Consigne:
Recopiez tout, depuis la ligne contenant « Looking at the screenshot below, identify » jusqu'à la fin des entrées, demandes comprises, en décalant de 138 chaque coordonnée des réponses.

┏━━

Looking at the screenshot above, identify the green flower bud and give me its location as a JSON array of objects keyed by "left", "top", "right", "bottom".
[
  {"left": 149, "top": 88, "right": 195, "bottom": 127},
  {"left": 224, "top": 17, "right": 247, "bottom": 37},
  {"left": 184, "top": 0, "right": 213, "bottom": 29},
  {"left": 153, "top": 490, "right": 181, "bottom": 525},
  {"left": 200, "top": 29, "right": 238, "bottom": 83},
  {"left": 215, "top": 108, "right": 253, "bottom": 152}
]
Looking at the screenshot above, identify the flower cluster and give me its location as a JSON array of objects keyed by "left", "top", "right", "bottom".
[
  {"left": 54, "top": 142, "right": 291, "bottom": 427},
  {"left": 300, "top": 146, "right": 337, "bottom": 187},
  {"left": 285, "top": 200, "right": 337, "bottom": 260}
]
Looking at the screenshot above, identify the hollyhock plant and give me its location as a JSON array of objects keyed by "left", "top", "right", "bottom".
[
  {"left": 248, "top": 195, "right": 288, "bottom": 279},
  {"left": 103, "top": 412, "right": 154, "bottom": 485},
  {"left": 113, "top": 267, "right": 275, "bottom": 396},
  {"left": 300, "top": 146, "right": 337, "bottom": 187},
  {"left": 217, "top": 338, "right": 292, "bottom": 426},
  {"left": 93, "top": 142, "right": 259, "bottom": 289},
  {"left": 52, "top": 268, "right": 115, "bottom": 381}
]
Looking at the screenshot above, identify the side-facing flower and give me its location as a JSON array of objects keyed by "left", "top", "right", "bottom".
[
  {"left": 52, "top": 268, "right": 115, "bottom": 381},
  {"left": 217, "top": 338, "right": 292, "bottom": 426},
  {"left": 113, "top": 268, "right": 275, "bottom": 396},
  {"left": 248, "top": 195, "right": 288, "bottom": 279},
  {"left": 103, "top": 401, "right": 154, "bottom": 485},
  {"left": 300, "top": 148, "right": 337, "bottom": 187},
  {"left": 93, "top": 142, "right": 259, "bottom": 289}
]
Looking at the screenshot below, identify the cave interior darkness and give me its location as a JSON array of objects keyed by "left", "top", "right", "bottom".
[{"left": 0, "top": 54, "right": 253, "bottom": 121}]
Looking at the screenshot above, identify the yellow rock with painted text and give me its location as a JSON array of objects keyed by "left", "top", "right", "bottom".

┗━━

Réponse:
Looking at the screenshot below, identify the cave interior darkness and give me its location as a JSON array of objects keyed by "left", "top", "right", "bottom".
[{"left": 138, "top": 192, "right": 391, "bottom": 259}]
Looking at the screenshot above, identify the yellow rock with painted text and give me its location as a JSON array of objects keyed by "left", "top", "right", "bottom".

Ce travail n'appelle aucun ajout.